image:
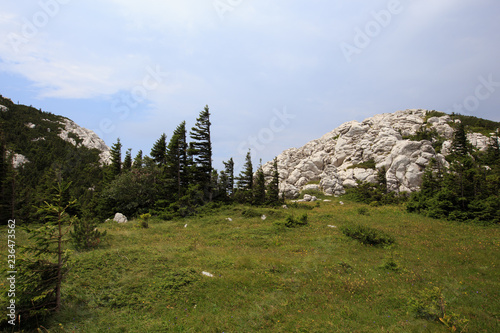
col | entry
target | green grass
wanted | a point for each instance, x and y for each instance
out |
(271, 279)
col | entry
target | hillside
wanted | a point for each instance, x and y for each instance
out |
(39, 144)
(269, 278)
(402, 143)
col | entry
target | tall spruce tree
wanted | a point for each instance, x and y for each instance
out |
(177, 160)
(116, 160)
(138, 162)
(245, 181)
(201, 151)
(43, 273)
(229, 176)
(460, 144)
(127, 162)
(259, 187)
(273, 191)
(159, 151)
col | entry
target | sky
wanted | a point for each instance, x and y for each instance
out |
(275, 74)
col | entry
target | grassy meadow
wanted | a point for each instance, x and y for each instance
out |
(270, 278)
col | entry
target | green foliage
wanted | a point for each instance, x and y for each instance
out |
(468, 190)
(116, 161)
(132, 192)
(368, 235)
(159, 151)
(138, 161)
(298, 205)
(127, 162)
(259, 188)
(24, 188)
(144, 220)
(244, 192)
(294, 222)
(431, 305)
(477, 125)
(363, 211)
(85, 234)
(375, 194)
(43, 266)
(177, 161)
(251, 212)
(201, 151)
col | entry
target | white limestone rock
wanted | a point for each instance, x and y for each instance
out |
(333, 159)
(88, 137)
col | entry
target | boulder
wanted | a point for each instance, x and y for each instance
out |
(120, 218)
(335, 159)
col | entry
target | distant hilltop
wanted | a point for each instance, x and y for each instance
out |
(35, 125)
(355, 151)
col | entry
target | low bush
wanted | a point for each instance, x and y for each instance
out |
(431, 305)
(292, 222)
(368, 235)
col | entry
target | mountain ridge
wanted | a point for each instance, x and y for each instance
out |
(335, 161)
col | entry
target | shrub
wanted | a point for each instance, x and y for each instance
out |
(250, 212)
(363, 211)
(431, 305)
(85, 234)
(144, 220)
(368, 235)
(292, 222)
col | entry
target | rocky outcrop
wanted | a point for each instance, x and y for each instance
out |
(87, 138)
(356, 150)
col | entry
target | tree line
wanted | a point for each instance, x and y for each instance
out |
(178, 177)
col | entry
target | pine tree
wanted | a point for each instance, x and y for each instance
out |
(229, 176)
(177, 160)
(127, 162)
(273, 191)
(201, 151)
(460, 144)
(259, 187)
(116, 161)
(138, 163)
(42, 274)
(159, 151)
(245, 181)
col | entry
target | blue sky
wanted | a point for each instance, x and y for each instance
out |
(275, 74)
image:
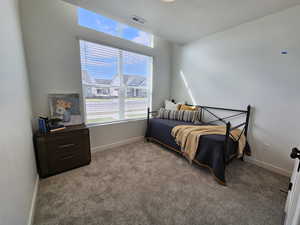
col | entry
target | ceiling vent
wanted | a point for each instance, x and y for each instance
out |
(139, 20)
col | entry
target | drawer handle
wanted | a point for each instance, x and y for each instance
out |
(66, 146)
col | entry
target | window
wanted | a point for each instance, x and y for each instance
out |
(106, 25)
(117, 84)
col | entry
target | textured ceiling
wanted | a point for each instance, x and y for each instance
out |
(184, 21)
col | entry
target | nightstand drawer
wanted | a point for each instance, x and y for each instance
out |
(62, 151)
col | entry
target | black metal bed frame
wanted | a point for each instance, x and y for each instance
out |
(229, 128)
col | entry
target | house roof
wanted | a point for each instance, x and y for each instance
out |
(130, 80)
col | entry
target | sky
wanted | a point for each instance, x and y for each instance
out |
(104, 63)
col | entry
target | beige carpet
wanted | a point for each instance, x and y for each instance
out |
(142, 183)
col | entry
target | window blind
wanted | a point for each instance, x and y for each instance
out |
(116, 83)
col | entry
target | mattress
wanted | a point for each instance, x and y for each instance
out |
(210, 152)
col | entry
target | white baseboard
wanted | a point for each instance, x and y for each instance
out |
(269, 166)
(116, 144)
(33, 201)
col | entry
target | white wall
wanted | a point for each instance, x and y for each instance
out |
(50, 32)
(17, 164)
(244, 66)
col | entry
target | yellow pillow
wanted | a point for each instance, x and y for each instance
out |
(187, 107)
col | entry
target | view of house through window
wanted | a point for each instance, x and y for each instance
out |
(116, 83)
(106, 25)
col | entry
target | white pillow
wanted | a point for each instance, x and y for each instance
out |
(170, 105)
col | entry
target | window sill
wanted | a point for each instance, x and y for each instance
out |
(90, 125)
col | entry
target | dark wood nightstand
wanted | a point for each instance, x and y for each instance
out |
(62, 150)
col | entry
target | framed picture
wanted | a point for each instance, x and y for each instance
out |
(65, 107)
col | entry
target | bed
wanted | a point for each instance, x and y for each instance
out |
(214, 151)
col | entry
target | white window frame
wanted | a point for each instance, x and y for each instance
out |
(122, 97)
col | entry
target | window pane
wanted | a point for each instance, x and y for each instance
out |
(106, 25)
(136, 73)
(116, 83)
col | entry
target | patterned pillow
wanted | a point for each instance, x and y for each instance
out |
(183, 115)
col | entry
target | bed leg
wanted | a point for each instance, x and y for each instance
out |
(228, 125)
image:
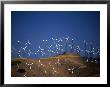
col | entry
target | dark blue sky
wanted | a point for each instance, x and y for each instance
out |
(38, 25)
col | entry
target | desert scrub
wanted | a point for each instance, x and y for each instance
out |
(15, 62)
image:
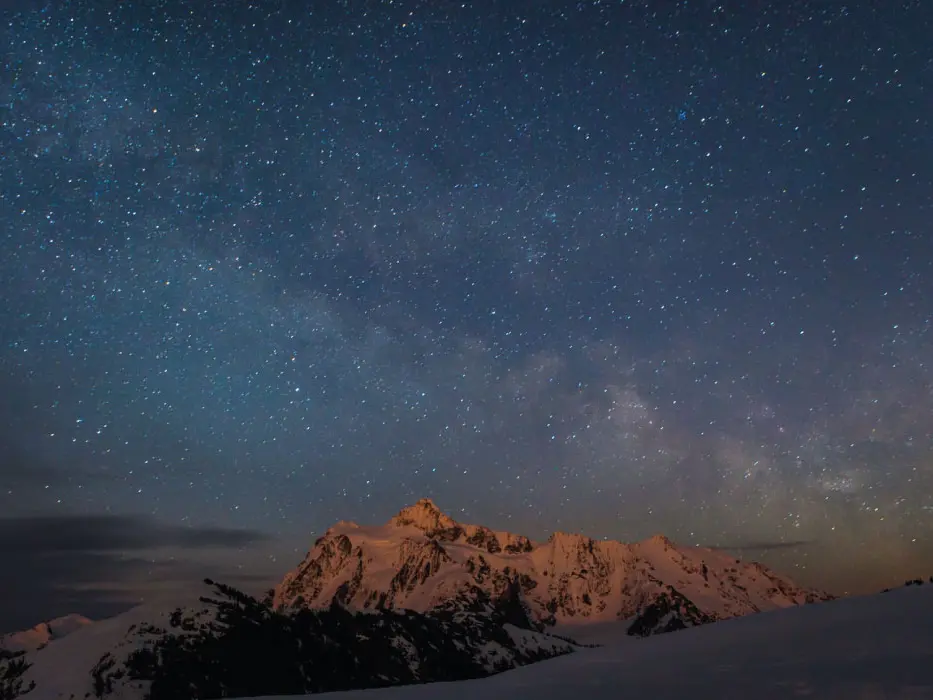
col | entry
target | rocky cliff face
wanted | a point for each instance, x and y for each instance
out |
(424, 560)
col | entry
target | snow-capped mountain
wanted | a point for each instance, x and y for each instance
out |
(43, 633)
(421, 598)
(424, 560)
(227, 643)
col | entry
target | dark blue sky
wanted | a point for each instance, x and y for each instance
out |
(619, 267)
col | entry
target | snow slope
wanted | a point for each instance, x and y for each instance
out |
(877, 646)
(229, 643)
(43, 633)
(422, 559)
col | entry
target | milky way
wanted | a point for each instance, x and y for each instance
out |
(619, 268)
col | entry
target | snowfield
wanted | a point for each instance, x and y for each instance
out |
(864, 648)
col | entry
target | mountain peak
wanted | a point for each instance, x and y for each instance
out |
(424, 515)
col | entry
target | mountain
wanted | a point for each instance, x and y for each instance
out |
(422, 598)
(43, 633)
(877, 646)
(226, 643)
(424, 560)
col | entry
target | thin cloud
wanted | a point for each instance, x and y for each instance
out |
(101, 565)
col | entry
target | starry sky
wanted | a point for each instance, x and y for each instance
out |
(612, 267)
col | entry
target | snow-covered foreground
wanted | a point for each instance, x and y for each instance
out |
(853, 649)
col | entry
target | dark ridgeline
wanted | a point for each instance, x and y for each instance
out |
(244, 648)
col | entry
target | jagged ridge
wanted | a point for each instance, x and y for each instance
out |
(423, 559)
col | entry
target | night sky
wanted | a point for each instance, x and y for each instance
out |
(611, 267)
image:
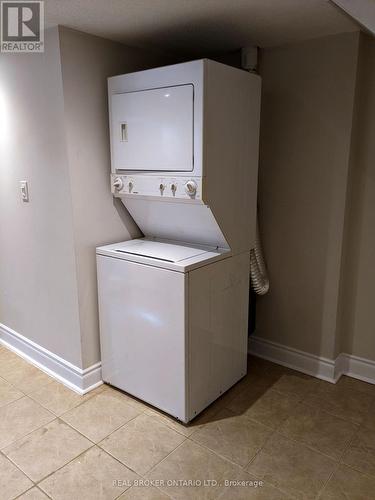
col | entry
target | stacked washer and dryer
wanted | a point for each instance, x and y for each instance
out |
(174, 304)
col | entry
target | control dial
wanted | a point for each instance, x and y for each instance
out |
(191, 188)
(118, 184)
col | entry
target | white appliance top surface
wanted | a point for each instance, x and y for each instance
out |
(162, 253)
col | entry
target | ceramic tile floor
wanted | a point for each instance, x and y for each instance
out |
(292, 435)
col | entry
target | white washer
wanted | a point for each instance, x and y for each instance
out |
(173, 320)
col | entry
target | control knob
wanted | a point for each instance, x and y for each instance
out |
(191, 188)
(118, 184)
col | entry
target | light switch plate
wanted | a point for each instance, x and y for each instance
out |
(24, 191)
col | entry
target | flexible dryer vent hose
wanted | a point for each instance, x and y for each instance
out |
(258, 270)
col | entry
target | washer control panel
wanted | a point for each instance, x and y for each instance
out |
(188, 188)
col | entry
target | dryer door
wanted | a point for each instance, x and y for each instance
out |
(153, 129)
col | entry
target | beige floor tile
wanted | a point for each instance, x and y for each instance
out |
(100, 415)
(292, 467)
(356, 385)
(185, 430)
(136, 403)
(249, 488)
(21, 417)
(142, 443)
(93, 475)
(348, 484)
(12, 481)
(361, 453)
(8, 393)
(33, 494)
(143, 493)
(25, 376)
(233, 436)
(297, 384)
(59, 399)
(208, 415)
(270, 408)
(319, 430)
(192, 462)
(341, 401)
(47, 449)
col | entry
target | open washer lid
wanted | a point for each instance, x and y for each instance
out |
(162, 253)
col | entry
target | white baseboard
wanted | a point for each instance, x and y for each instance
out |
(318, 366)
(81, 381)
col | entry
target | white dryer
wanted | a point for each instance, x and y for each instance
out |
(173, 315)
(173, 318)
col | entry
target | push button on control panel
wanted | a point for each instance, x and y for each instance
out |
(191, 188)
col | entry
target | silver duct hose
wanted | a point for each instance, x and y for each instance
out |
(258, 270)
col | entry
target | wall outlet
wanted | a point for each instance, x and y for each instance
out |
(24, 191)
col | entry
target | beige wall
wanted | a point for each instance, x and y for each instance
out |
(87, 61)
(54, 133)
(357, 305)
(38, 290)
(306, 122)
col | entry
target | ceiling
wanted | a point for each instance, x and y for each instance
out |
(200, 27)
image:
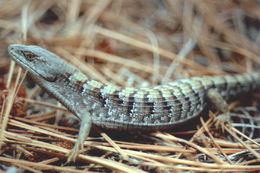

-=-=-

Aim.
Which lines in the listing above contain the string "tile"? Locate every one and copy it out, counting only matches with the same uppercase and lowercase letters.

The completed task.
target | ceramic tile floor
target | beige floor tile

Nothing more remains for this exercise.